• [Page extract]
begin
Well, the precise answer for any one person depends on a number of variables. But speaking on a higher level the answer is usually no.
If you would like to discuss your personal investment plan with a financial planner, please get in touch.
Markets cycle. That is what they do.
Financial markets and share values respond to a myriad of factors, some grounded in economic fact, or company performance. But they also respond to social factors. The ups and downs are magnified by human behaviour. When prices are going up, it instils confidence and people buy in. Increasing demand increases the price. More confidence, more demand, etc.
When there are negative indicators, people sell off. A bit of momentum in a sell can lead to worry or fear. Confidence is rocked and the market goes down. The more it goes down, the more confidence is tested. The more we sell, etc…
At the extremes, emotionally driven investment sees people buy high (when confidence seems high) and sell low (when fear sets in).
Emotion and risk
When we are looking after our own money, it is perfectly normal for emotion to get involved. We are not just talking about dollars and cents, we are talking about our sense of security, our feeling of freedom and control, and our ability to realise our goals and dreams. It’s important stuff!
What is commonly not understood, however, is how much risk we take on when we make decisions that are emotion-impacted. Earlier this year, we spoke about the five investing psychology traps you must avoid.
As you can see from the above graph if emotions get in the way are we are buying high and selling low, we will not do well from the investment. It is a very risky strategy.
Investment Philosophy: Balancing Risk and Return
As financial advisers, we see our job as helping you identify your risk preference, your goals and objectives, and then designing a financial strategy that helps you in your journey, according to your preferences. And then it is our job to do what we can to ensure you live up to that strategy year in and year out. Our Investment Philosophy or approach to wealth management is very much founded on the need to balance risk and return, and to be upfront about the risks being taken.
end
• [Records supplied]
begin
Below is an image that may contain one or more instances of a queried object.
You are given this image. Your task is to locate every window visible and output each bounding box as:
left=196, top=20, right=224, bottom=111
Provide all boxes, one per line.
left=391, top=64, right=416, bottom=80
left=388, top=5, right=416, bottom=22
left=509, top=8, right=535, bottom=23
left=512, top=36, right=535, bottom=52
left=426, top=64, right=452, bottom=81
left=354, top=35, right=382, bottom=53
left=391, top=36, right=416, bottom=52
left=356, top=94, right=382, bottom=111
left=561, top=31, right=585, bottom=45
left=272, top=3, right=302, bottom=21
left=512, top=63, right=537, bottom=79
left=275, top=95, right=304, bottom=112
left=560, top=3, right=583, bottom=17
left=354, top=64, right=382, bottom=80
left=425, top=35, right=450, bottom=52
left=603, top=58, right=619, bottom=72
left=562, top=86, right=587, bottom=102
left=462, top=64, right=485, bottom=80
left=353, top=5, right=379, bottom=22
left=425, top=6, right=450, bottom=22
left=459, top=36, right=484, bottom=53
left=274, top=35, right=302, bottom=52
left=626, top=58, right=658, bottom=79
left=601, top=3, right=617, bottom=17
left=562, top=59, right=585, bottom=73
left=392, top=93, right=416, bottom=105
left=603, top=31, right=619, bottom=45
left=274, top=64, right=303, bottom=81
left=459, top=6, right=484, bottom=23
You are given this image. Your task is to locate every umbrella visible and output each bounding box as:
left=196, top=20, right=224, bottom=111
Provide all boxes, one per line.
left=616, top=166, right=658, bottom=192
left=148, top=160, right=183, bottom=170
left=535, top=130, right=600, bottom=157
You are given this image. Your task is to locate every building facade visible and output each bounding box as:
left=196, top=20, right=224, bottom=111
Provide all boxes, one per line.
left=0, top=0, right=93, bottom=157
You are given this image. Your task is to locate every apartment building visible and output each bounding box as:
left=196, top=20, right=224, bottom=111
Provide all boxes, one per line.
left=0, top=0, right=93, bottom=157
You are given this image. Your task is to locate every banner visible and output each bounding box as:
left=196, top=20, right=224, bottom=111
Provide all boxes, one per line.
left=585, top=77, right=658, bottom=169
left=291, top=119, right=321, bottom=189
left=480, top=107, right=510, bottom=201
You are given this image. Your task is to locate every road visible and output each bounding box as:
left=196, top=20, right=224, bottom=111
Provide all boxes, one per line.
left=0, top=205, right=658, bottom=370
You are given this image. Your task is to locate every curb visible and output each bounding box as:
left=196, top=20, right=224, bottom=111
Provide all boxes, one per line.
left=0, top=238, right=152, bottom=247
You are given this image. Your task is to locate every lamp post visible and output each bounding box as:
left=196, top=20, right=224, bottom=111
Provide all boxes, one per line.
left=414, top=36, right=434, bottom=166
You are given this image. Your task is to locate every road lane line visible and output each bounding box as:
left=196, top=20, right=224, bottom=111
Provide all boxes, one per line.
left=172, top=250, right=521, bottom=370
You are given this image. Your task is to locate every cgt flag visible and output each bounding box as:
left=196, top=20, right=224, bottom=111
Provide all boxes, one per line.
end
• [Written instruction]
Using the market-cycles passage above, answer each question on its own line:
(a) According to the passage, what do markets do?
(b) At the extremes, what does emotionally driven investment lead people to do?
(c) What is the Investment Philosophy described in the passage founded on?

• [The solution]
(a) Markets cycle.
(b) People buy high, when confidence seems high, and sell low, when fear sets in.
(c) The need to balance risk and return, and to be upfront about the risks being taken.